What the exercise asks »
Your task is to extract every entry that follows word for word while excluding the pictures.

Supplied records »
........

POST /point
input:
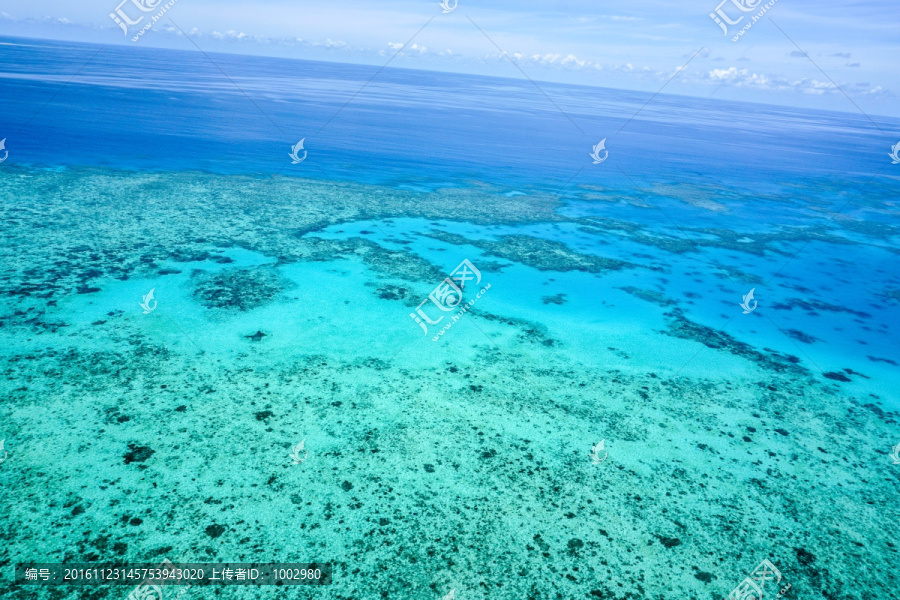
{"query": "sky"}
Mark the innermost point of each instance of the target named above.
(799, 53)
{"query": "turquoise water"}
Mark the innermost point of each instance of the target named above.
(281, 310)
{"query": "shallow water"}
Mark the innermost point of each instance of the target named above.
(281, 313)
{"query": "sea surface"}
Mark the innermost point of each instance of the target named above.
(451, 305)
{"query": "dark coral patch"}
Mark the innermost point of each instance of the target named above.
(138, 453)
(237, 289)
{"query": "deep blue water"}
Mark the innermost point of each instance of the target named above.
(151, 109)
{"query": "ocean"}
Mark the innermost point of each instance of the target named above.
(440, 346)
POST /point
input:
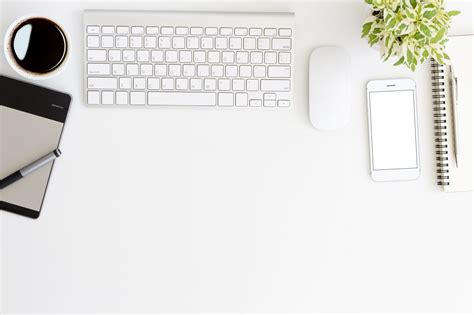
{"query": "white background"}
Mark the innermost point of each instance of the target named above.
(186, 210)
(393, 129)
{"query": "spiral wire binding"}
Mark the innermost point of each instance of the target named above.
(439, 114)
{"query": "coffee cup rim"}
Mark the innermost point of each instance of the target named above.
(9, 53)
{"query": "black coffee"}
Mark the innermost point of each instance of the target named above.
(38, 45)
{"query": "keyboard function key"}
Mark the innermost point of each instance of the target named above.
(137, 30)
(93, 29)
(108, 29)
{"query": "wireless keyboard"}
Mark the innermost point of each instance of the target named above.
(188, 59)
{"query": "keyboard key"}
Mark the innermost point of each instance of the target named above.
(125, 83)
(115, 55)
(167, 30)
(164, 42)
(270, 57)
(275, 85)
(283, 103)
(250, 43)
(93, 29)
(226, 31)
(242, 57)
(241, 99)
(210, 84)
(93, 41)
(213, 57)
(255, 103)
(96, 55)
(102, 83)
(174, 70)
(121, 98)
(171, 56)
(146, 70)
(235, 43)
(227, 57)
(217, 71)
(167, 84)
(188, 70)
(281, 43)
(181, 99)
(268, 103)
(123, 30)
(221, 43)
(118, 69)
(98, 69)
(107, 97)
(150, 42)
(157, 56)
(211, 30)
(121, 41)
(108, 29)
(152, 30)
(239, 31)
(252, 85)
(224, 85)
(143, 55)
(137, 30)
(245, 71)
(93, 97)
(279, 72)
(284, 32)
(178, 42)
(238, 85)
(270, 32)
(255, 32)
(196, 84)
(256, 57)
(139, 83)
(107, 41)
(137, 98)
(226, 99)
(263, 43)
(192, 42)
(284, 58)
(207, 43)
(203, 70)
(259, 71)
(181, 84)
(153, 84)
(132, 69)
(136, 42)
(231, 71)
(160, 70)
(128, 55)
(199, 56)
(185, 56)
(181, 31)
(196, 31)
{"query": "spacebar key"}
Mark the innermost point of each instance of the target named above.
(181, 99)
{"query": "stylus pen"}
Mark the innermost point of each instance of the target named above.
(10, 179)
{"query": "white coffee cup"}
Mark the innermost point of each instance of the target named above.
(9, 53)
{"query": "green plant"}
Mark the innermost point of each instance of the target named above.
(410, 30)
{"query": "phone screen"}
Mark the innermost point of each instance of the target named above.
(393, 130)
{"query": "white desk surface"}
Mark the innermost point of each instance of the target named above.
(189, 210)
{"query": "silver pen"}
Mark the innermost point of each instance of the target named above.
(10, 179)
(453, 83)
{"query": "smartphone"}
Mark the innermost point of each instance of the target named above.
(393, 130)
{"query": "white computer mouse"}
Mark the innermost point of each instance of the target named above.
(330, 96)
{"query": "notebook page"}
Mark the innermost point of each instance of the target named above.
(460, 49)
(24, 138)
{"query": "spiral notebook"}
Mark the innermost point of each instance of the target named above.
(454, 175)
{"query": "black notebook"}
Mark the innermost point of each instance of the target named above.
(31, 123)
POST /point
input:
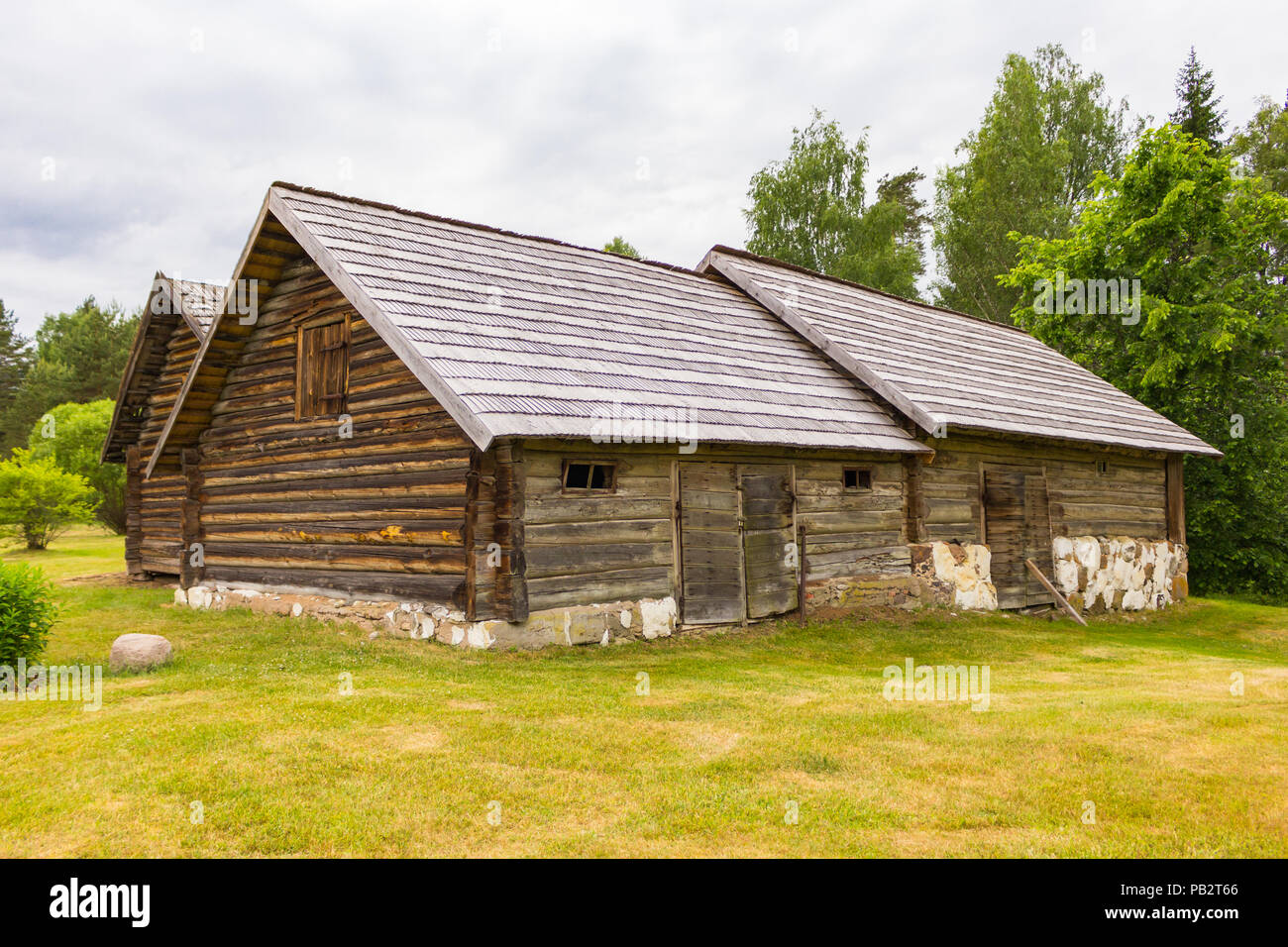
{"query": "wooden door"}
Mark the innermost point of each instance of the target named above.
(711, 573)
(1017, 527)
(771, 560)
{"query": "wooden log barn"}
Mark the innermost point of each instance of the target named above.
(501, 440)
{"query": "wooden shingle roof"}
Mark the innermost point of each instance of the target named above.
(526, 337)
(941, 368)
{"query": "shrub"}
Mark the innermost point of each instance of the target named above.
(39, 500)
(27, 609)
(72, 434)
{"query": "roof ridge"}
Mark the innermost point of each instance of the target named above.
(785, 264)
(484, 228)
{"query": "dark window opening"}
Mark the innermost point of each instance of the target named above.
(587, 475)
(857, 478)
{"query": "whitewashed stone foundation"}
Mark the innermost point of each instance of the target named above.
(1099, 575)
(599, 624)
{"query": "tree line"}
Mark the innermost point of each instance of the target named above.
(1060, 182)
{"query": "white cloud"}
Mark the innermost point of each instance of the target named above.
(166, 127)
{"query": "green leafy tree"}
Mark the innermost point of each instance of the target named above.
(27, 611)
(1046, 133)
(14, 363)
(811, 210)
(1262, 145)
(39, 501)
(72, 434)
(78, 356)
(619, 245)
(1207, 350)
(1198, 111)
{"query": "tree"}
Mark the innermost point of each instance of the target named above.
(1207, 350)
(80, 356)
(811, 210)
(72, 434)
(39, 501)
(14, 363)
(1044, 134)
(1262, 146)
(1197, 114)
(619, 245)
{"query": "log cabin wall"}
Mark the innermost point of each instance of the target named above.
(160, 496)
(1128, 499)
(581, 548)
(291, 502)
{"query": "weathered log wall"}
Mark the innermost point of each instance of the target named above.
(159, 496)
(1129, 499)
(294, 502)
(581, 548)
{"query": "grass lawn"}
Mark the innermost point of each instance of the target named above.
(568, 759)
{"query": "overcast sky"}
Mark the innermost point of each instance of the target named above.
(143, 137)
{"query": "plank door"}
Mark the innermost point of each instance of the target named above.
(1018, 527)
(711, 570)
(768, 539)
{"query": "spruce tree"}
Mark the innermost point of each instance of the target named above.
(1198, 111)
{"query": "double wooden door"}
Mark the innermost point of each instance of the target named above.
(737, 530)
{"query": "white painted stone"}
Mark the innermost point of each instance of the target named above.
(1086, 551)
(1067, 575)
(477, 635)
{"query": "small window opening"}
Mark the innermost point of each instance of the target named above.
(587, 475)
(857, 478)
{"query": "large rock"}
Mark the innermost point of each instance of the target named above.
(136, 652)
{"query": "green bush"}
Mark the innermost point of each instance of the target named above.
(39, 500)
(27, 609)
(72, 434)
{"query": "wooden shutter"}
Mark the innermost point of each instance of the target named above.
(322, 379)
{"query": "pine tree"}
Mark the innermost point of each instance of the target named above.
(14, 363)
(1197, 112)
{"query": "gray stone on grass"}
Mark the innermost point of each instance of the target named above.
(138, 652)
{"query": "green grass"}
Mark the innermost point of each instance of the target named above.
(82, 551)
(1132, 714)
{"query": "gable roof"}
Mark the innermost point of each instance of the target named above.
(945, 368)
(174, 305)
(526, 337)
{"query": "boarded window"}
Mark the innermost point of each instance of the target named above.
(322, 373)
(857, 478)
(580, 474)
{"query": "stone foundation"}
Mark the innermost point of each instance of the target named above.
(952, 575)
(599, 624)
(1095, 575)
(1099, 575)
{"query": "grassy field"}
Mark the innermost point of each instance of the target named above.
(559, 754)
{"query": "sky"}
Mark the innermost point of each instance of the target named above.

........

Task answer »
POST /point
input:
{"query": "sky"}
Mark the innermost point of each instance of the target named above.
(799, 53)
{"query": "turquoise water"}
Mark the innermost point of each instance of the target named above.
(281, 310)
{"query": "shallow water"}
Mark the innermost point of each instance of the target named above.
(281, 313)
{"query": "sea surface"}
Mark the innermost point of each instance of the target named above.
(451, 305)
{"query": "dark coral patch"}
Mark the innermost point of each instance of the target named above.
(138, 453)
(237, 289)
{"query": "deep blue water"}
Mark the innermost point of each instance of the target named above.
(151, 109)
{"query": "ocean"}
Mark the innermost point of each instance of the target named above.
(440, 346)
POST /point
input:
{"query": "white background"}
Mark the innermost point of each instance of the target named above.
(186, 210)
(393, 129)
{"query": "spiral wire binding"}
Mark the innermost point of each instance of the target named above.
(439, 114)
{"query": "coffee cup rim"}
Mark the innermost point of each instance of the target named above.
(9, 53)
{"query": "black coffee"}
Mark the innermost point of each instance of the target named above.
(38, 45)
{"query": "keyboard function key"}
Mark the innermost point of each instance of the target named above.
(137, 30)
(93, 29)
(108, 29)
{"query": "wireless keyboard"}
Mark the innermost point of each instance of the target named above.
(188, 59)
{"query": "keyboard key"}
Mark the innermost point of each instance of the target named above.
(125, 83)
(115, 55)
(167, 30)
(164, 42)
(270, 57)
(275, 85)
(283, 103)
(250, 43)
(93, 29)
(226, 31)
(242, 57)
(241, 99)
(210, 84)
(93, 41)
(213, 57)
(255, 103)
(96, 55)
(102, 83)
(174, 70)
(121, 98)
(171, 56)
(146, 70)
(235, 43)
(227, 57)
(217, 71)
(167, 84)
(188, 70)
(281, 43)
(181, 99)
(268, 103)
(123, 30)
(221, 43)
(118, 69)
(98, 69)
(107, 97)
(150, 42)
(157, 56)
(211, 30)
(121, 41)
(108, 29)
(152, 30)
(239, 31)
(252, 85)
(224, 85)
(143, 55)
(137, 30)
(245, 71)
(93, 97)
(279, 72)
(284, 32)
(178, 42)
(238, 85)
(270, 32)
(255, 32)
(196, 84)
(256, 57)
(139, 83)
(107, 41)
(137, 98)
(226, 99)
(263, 43)
(192, 42)
(284, 58)
(207, 43)
(203, 70)
(259, 71)
(181, 84)
(153, 84)
(132, 69)
(136, 42)
(231, 71)
(160, 70)
(128, 55)
(199, 56)
(185, 56)
(181, 31)
(196, 31)
{"query": "spacebar key"}
Mark the innermost point of each instance of the target named above.
(181, 99)
{"query": "stylus pen"}
Mark the innermost point of each instance of the target named above.
(10, 179)
{"query": "white coffee cup"}
Mark the innermost point of each instance of the target named above.
(9, 53)
{"query": "green plant"}
Mark the innermost point of each instance of the target named above.
(410, 30)
{"query": "phone screen"}
Mark the innermost point of each instance of the target named above.
(393, 130)
{"query": "white desk surface"}
Mark the innermost point of each instance of the target named above.
(189, 210)
{"query": "silver pen"}
Mark the innermost point of each instance of the target named above.
(10, 179)
(453, 83)
{"query": "smartphone"}
Mark the innermost point of each instance of the target named above.
(393, 130)
{"query": "white computer mouse"}
Mark the innermost point of each instance of the target named above.
(330, 96)
{"query": "notebook page"}
Mark the innermost point of each instance of the target named above.
(460, 49)
(24, 138)
{"query": "spiral notebook"}
Mark the innermost point of each instance of the target named above.
(454, 175)
{"query": "black notebook"}
Mark the innermost point of each instance of the target named above.
(31, 123)
POST /point
input:
{"query": "wooden door"}
Mark the innermost point of each instance of the target named above.
(711, 573)
(1017, 527)
(771, 560)
{"query": "wooden log barn"}
Mark the innermost point of each instance of the target named above.
(501, 440)
{"query": "wooden shingle roof"}
Mark the innermost point of each instance of the target named above.
(526, 337)
(941, 368)
{"query": "shrub"}
Mark the innermost point of each instance of the target named above.
(39, 500)
(27, 609)
(72, 434)
{"query": "roof ridge"}
Mark the innermost point of each instance of the target named above.
(785, 264)
(484, 228)
{"query": "dark window opening"}
Mark the innermost point of each instance of the target named above.
(587, 475)
(857, 478)
{"query": "whitewashed stone foundation"}
Mark the innermost point of each instance of the target named above.
(1099, 575)
(599, 624)
{"query": "tree line"}
Mark the innermost point of each instance of the target named above.
(1060, 182)
{"query": "white cloud"}
Mark the innermost point of each instance of the target named above.
(166, 127)
{"query": "green leafy tree"}
Mark the innermost point of each instance of the target named above.
(27, 611)
(1046, 133)
(14, 363)
(811, 210)
(1262, 145)
(39, 501)
(72, 434)
(78, 356)
(619, 245)
(1207, 350)
(1198, 111)
{"query": "tree"}
Mark the innermost point of each instance of the target named above.
(1207, 350)
(80, 356)
(811, 210)
(72, 434)
(39, 501)
(14, 363)
(1044, 134)
(1262, 146)
(1197, 114)
(619, 245)
{"query": "log cabin wall"}
Mark the innermost point of each instance of the target named above.
(160, 496)
(1128, 499)
(581, 548)
(291, 502)
{"query": "weathered log wall"}
Mark the innermost point of each instance of the target named above.
(159, 496)
(1129, 499)
(294, 502)
(581, 548)
{"query": "grass lawn"}
Mark the innermost point of each instance of the target named above.
(568, 759)
{"query": "overcast sky"}
Mark the innermost point of each instance of the target named above.
(143, 137)
{"query": "plank door"}
Mark the innermost point of each instance of the target named above.
(1018, 527)
(711, 570)
(768, 539)
{"query": "spruce tree"}
Mark the innermost point of each instance of the target named above.
(1198, 111)
{"query": "double wooden door"}
Mark the innermost point of each instance of the target named above.
(737, 530)
{"query": "white painted stone"}
Mark the innermost point of each instance of the target named above.
(1086, 551)
(1067, 575)
(477, 635)
{"query": "small window opening"}
Mark the innermost point of each instance of the target named above.
(587, 475)
(857, 478)
{"query": "large rock"}
Mark the innermost point of each instance of the target named above.
(136, 652)
{"query": "green bush"}
Mark the innermost point of each instance of the target named above.
(39, 500)
(27, 609)
(72, 434)
{"query": "wooden shutter"}
Mark the innermost point of each instance of the target named above.
(322, 379)
{"query": "pine tree"}
Mark the innermost point of each instance of the target named above.
(14, 363)
(1197, 112)
{"query": "gray stone on grass"}
Mark the innermost point of each instance of the target named above.
(138, 652)
{"query": "green grass"}
Mark the innermost point of each instance of the target named above.
(82, 551)
(1132, 714)
{"query": "gable roof"}
Mark the innermost point of each instance of the target named above.
(945, 368)
(174, 305)
(526, 337)
{"query": "boarded window"}
Mark the innermost point of each instance of the target named above.
(322, 373)
(857, 478)
(580, 474)
{"query": "stone foundation"}
Mark the innermost point of each instance of the target named above.
(952, 575)
(599, 624)
(1095, 575)
(1099, 575)
{"query": "grassy field"}
Mark the innermost point of each instance of the target named above.
(559, 754)
{"query": "sky"}
Mark the innermost point of each instance of the target named above.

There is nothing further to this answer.